I would add to that summary a contract between dealer (the State) and junkie to the effect that the junkie makes his or her mind available for study (in an ethical way), in return for the privilege of being allowed to tune in, turn on, and drop out (or whaddever).

For brevity's sake, I'll just assume it's obvious that the illegality of narcotics has had all the beneficial effects, and more, of the Prohibition. Things need to change.

Here's where the claim of novelty comes in for this idea. Instead of accepting that there's a choice between "freedom and control/safety", and no other, acknowledge that there really are problems with drug use (grant the case for control). The problem is the current "solution" (actually it's just a simulation of a solution) doesn't work. Also there are freedom issues. If I want to get smashed out of my skull tonight, that's my right - in spite of all the very good arguments the Temperance movement made.

So how do you respect the right to be wrong, and yet at the same time gain some Real Control over the problem? Even if my answer is wrong, I'm pretty sure I'm at least on the trail of the right questions here. So I'll leave these motivations inchoate, and go on to the most radical form of the idea, as I imagine it in practice.

So your 12 year old wants to try out heroin. You are older and wiser, so you say No. End of story. Or it would be, in a perfect world, but you know that there's a psychopath down at the Hauptbahnhoff (or wherever) willing to say yes, and there are some classmates busy visiting at this very minute, who know just how clueless you are. You know the end of the story.

[MATERIAL PROVIDED]
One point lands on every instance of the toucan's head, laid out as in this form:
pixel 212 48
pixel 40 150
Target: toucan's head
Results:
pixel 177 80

[EXERCISE]
Update the drug policy passage by writing out everything from "Here's where the" down to "it in practice." again, with "Temperance movement" changed to "anti-drug lobby". Nothing in the records is needed here.

[OUTPUT FOR THIS TASK]
Here's where the claim of novelty comes in for this idea. Instead of accepting that there's a choice between "freedom and control/safety", and no other, acknowledge that there really are problems with drug use (grant the case for control). The problem is the current "solution" (actually it's just a simulation of a solution) doesn't work. Also there are freedom issues. If I want to get smashed out of my skull tonight, that's my right - in spite of all the very good arguments the anti-drug lobby made.

So how do you respect the right to be wrong, and yet at the same time gain some Real Control over the problem? Even if my answer is wrong, I'm pretty sure I'm at least on the trail of the right questions here. So I'll leave these motivations inchoate, and go on to the most radical form of the idea, as I imagine it in practice.